BRIEF 1: Reproduce the passage from the article on access to property information, everything from "A provincial government" down to "any title search.".
BRIEF 2: According to the article on access to property information, what does a standard search of the provincial property sales registry cost?
***** PAGE EXCERPT
And underpinning these stories has been how government policies dictating publicly available information on real estate have been thwarting the public’s right to know.
“We definitely have a culture of excessive secrecy and government across Canada,” said Duff Conacher, co-founder of Democracy Watch, a civic rights group that advocates for open government policies and reform of Canada’s access to information and privacy laws.
First, News1130 radio station reported on August 25 that federal Liberal candidate for Vancouver Granville Taleeb Noormohamed was a house flipper. Five days later the NDP released a more extensive list of 42 properties Noormohamed had sold in the past 17 years.
A provincial government registry maintains information on property sales. However, a standard search costs $10.50, as does further information related to mortgages on the property – meaning the NDP spent in excess of $800 for Noormohamed’s property portfolio.
The provincial government’s ongoing public inquiry into money laundering has heard testimony from several experts stating a well-enforced property registry for beneficial ownership should be free for the public in order to provide the benefit of identifying possible illegal or unethical activity.
The B.C. government has recently launched such a registry via the Land Title Survey Authority, however, there is an additional $5 fee on top of any title search.
“No one should have to pay because we already pay for the government to collect the information,” said Conacher. “If the government doesn’t maintain that information in a way that’s accessible, that’s the government’s fault and that’s what needs to be cleaned up not just starting to charge people. Clean up your information management system.”
Real estate critic and housing activist Rohana Rezel, who was first to spot a pattern of flipping by Noormohamed and shared his findings on Twitter, noted federal candidates have no requirements to disclose assets, including real estate, while running for office.
**********
***** EXTRACTED INFORMATION
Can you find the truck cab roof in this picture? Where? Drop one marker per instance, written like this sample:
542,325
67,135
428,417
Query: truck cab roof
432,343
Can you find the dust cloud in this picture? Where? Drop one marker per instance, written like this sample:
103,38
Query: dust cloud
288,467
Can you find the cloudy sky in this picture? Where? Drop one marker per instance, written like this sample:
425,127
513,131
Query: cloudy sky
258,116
**********
TASK RESPONSE 1:
A provincial government registry maintains information on property sales. However, a standard search costs $10.50, as does further information related to mortgages on the property – meaning the NDP spent in excess of $800 for Noormohamed’s property portfolio.
The provincial government’s ongoing public inquiry into money laundering has heard testimony from several experts stating a well-enforced property registry for beneficial ownership should be free for the public in order to provide the benefit of identifying possible illegal or unethical activity.
The B.C. government has recently launched such a registry via the Land Title Survey Authority, however, there is an additional $5 fee on top of any title search.

TASK RESPONSE 2: $10.50